─── Фрагмент текста

Бунин резко обернулся и посмотрел на преследователя:
— А, так ты на водку просишь, голубчик! Почему сразу не сказал, а выл, что не ел три дня. Вот возьми немного мелочи, выпей за здоровье раба Божьего Ивана Алексеевича и впредь ври поменьше!
В этом забавном происшествии проявилась одна из самых характерных черт Бунина — человека и писателя. Он ненавидел ложь не меньше, чем его учитель Толстой, и душа его особенным образом, я бы даже сказал, музыкальным чувством, всеми своими фибрами, ощущала малейшую фальшь, двуличие и притворство в литературе и жизни. Отсюда, по-видимому, та антипатия к актерам, которым в его книгах посвящены замечательные по своей ядовитости места. Люди, постоянно изображающие мнимую чувственность, не пользовались его доверием. С этим же связано и неприязненное отношение к чете Мережковских с их мистическими туманами, таинственностью и вечными символами, которые, должно быть, выглядели в его глазах наподобие крутящихся столов на спиритуалистических сеансах.

──────
─── Исходные данные

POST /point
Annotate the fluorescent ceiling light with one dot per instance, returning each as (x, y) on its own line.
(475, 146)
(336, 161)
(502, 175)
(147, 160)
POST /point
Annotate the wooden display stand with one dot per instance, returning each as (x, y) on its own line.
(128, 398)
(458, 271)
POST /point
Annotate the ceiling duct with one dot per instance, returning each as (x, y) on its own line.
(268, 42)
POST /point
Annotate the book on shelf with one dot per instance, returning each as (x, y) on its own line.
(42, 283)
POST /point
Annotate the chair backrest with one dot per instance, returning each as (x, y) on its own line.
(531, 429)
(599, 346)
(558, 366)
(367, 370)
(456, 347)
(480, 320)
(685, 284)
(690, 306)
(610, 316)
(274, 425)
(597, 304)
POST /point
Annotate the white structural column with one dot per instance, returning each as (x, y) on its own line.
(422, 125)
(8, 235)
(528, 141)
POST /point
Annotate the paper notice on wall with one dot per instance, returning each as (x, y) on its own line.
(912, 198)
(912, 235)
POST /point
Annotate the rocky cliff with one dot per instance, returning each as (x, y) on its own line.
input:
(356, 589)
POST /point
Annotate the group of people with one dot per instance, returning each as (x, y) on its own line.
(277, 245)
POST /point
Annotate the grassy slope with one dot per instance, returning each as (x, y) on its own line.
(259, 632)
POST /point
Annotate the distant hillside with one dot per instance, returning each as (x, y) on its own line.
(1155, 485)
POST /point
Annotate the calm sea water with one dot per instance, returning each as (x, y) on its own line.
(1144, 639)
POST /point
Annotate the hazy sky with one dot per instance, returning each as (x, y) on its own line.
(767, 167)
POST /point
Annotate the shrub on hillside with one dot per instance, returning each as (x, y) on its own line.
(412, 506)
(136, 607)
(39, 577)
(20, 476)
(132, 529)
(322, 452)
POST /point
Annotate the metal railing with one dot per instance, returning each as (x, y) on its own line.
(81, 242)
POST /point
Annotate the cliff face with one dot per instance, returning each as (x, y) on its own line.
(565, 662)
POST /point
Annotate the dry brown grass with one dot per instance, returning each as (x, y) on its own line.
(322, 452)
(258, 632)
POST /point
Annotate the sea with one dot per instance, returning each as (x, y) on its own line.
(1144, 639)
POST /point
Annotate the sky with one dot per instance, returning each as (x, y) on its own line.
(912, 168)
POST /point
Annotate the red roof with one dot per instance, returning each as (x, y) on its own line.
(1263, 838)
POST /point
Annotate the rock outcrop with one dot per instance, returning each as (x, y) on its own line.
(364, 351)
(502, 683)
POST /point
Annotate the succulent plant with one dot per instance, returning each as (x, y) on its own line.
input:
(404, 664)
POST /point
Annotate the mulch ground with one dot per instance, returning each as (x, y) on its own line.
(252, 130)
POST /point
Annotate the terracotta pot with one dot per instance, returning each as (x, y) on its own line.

──────

**Условие задания**:
Определите, согласуются ли с отрывком о Бунине утверждения (a), (b) и (c). Для каждого ответьте «да» или «нет» и дословно приведите решающие слова отрывка.
(a) Бунин ненавидел ложь так же сильно, как Толстой.
(b) Бунин относился к актерам с симпатией.
(c) Бунин отказался дать преследователю денег.

**Ответ к заданию**:
(a) Да: «Он ненавидел ложь не меньше, чем его учитель Толстой».
(b) Нет: «та антипатия к актерам».
(c) Нет: «Вот возьми немного мелочи».